Natureの著者らは、カナダで違法に出回っていた食品中のトレハロースがこのような集団感染を引き起こしたとでも主張するのだろうか?しかもこのようなアウトブレイクが院内感染で起こるケースが多いとすると、むしろ病院外の一般加工食品に含まれる添加物がアウトブレイクの直接的な原因とする仮説は、いかにも無理があるのではないか。普通に考えると、病院内でしか起こりえないような別の原因により患者さんたちの腸内細菌叢のバランスが崩れたことで、強毒性のCD菌がその反動として急に増殖したと考えるのがリーズナブルであろう。
さらに、このFig.6でもっとも致命的な点は、1995年から食品添加物のトレハロースが上市され最も流通量が多い日本がこのチャートに入っていないことだ。著者らは食品添加物のトレハロースが原因で強毒性CD菌感染症が集団発生するとの仮説をたてたようだが、ではなぜ20年以上にわたって最もトレハロースを摂食している日本において全くアウトブレイクが起こっていないのか*。
*国内で2001年にCD強毒菌検出の報告はあるもののアウトブレイクはない。
<このエビデンスから導かれる事実検証の結論>
「食品に添加されたトレハロースがクロストリジウムの流行の原因だった」「食品添加物に使われるトレハロースが、クロストリジウム・ディフィシル(CD)腸炎の患者急増を引き起こしている」⇒「事実に反する(レベル3)」と判定
② エビデンスチェック その2
Nature論文の著者らは、マウスを用いた実験で抗生物質とRT027株CD菌(R20291)を処置したうえで、トレハロースを経口投与した群と非投与群(対照群)を比較したところ、トレハロース投与群では有意にCD菌感染が重症化したと報告している(右グラフ:原著Figure3の通り)。このグラフだけをみると、やはりトレハロースを食べるとクロトリジウム菌を増殖させて腸炎が悪化する重要なエビデンスじゃないかと思う方もいるだろう。

....................

> _作業内容_
上の文章の論旨を3文で要約してください。

....................

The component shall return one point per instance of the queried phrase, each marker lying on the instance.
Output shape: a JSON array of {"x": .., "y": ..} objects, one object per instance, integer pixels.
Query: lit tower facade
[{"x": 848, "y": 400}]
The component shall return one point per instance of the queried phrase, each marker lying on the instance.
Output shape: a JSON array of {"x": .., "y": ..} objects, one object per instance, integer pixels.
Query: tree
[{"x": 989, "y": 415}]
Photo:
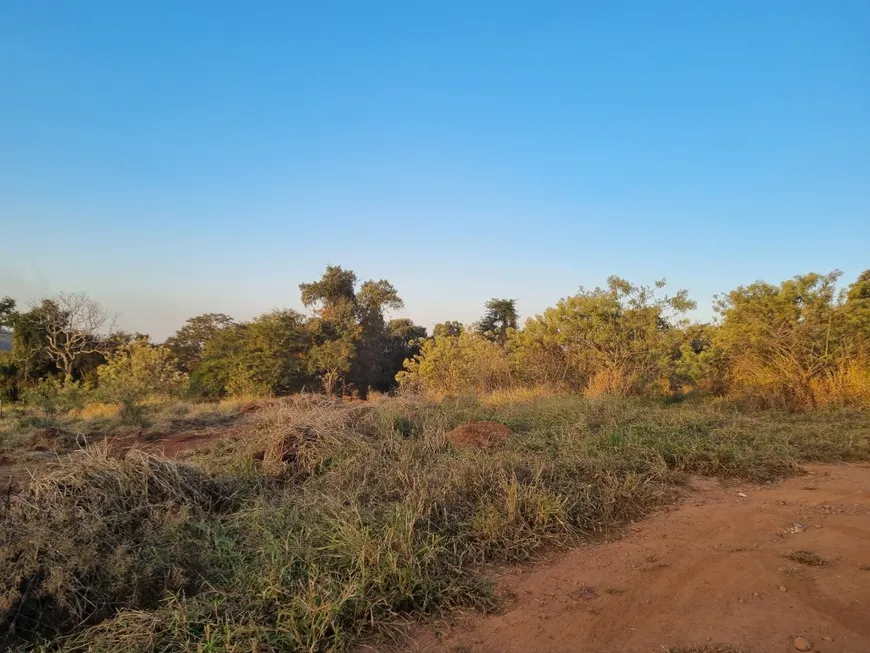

....................

> _記述解答_
院内感染で多く起こるアウトブレイクについて、病院外の一般加工食品に含まれる添加物のトレハロースを直接の原因とする仮説には無理がある。病院内でしか起こりえない別の原因で腸内細菌叢のバランスが崩れ、強毒性のCD菌が増殖したと考えるのが妥当だとしている。さらに、Fig.6には1995年からトレハロースが上市されて流通量が最も多い日本が入っておらず、その日本ではアウトブレイクが全く起こっていないことを最も致命的な点として挙げ、トレハロースがCD腸炎の患者急増を引き起こしているという主張を「事実に反する(レベル3)」と判定している。